The data:

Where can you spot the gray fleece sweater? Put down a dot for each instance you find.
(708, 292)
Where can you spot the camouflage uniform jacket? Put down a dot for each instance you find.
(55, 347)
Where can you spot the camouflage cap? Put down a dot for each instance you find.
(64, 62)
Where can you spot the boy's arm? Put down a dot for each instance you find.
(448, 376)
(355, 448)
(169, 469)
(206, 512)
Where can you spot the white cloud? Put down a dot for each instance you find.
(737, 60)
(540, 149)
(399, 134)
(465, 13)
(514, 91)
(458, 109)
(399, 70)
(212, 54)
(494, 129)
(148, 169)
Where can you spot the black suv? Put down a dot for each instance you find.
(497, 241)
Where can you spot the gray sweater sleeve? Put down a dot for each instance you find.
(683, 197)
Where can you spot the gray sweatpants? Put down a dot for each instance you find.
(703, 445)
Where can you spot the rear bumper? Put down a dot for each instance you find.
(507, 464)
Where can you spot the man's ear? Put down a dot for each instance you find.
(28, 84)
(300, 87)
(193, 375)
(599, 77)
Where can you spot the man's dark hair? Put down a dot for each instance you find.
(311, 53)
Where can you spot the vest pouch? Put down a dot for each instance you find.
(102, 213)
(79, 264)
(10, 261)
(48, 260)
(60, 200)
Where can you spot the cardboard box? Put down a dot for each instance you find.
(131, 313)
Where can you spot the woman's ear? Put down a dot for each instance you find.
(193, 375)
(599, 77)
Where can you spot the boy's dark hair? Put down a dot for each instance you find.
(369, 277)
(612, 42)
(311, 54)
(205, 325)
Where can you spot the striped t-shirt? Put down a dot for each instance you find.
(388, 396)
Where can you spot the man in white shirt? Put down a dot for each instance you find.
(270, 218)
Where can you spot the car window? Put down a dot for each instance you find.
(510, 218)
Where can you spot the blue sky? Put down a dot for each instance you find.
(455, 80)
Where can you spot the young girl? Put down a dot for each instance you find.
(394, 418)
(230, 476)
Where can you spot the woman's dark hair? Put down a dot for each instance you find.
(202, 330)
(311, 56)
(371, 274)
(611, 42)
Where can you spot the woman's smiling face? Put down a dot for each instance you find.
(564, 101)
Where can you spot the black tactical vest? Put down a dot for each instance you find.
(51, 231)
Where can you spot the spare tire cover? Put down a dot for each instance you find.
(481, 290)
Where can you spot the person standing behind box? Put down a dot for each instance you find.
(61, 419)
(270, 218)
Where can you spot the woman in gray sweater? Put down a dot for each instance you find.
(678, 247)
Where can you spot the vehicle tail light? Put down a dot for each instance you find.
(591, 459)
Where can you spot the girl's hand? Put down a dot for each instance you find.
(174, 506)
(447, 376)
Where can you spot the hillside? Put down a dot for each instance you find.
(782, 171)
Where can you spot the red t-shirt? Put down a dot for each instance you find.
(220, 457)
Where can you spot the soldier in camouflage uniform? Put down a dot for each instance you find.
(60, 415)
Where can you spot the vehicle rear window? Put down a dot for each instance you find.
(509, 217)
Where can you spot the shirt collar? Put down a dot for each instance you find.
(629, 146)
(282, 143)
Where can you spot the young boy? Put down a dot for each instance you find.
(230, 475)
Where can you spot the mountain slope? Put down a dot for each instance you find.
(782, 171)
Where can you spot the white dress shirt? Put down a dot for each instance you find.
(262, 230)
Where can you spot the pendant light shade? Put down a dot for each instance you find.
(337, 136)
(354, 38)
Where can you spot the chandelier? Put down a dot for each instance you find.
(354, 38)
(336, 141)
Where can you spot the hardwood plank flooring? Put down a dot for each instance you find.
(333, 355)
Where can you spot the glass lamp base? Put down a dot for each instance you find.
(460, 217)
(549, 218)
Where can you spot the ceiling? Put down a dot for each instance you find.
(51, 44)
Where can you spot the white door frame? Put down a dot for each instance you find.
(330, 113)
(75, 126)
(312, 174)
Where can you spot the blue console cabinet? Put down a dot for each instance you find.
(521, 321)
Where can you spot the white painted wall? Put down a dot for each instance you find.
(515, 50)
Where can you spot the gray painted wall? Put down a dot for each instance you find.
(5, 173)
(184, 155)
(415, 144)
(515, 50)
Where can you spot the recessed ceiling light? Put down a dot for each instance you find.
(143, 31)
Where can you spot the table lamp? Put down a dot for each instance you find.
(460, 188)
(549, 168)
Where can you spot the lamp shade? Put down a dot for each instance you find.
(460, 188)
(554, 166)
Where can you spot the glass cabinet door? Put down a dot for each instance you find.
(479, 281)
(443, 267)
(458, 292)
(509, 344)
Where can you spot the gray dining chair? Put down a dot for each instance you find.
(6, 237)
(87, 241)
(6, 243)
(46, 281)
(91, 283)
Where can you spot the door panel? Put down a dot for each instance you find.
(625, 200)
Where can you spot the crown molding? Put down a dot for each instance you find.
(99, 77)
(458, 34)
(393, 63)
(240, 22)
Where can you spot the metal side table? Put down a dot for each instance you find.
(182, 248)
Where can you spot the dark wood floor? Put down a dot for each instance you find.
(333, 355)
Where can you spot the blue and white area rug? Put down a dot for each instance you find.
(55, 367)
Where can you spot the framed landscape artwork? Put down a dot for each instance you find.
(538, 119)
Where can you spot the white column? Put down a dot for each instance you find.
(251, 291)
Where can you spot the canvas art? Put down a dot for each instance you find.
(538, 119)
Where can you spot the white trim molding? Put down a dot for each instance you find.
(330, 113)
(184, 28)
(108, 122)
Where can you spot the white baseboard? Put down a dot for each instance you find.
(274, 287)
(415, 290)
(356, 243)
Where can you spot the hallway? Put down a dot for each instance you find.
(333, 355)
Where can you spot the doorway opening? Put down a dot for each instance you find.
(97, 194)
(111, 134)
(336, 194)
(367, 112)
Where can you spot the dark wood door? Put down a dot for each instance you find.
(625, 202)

Short task: Rewrite the rows from the line containing "Where can you spot the framed" through the end of the rows, swapping "dot" for "point" and changing nothing else. Give only those lines.

Solution:
Where can you spot the framed landscape artwork? Put down a point for each instance you find.
(538, 119)
Where can you spot the white column? Put down a point for each instance you find.
(251, 291)
Where can you spot the canvas art? Put down a point for each instance you find.
(538, 119)
Where can you spot the white trim molding? Put down a point for each instance you find.
(330, 113)
(184, 28)
(108, 122)
Where can you spot the white baseboard? Put down a point for each instance you find.
(274, 287)
(415, 290)
(356, 243)
Where can you spot the hallway? Put down a point for each instance you find.
(333, 355)
Where can you spot the doorway opening? Put down a point for each instance you find.
(97, 194)
(111, 134)
(336, 194)
(367, 112)
Where can you spot the dark wood door? Put down a point for each instance you find.
(625, 202)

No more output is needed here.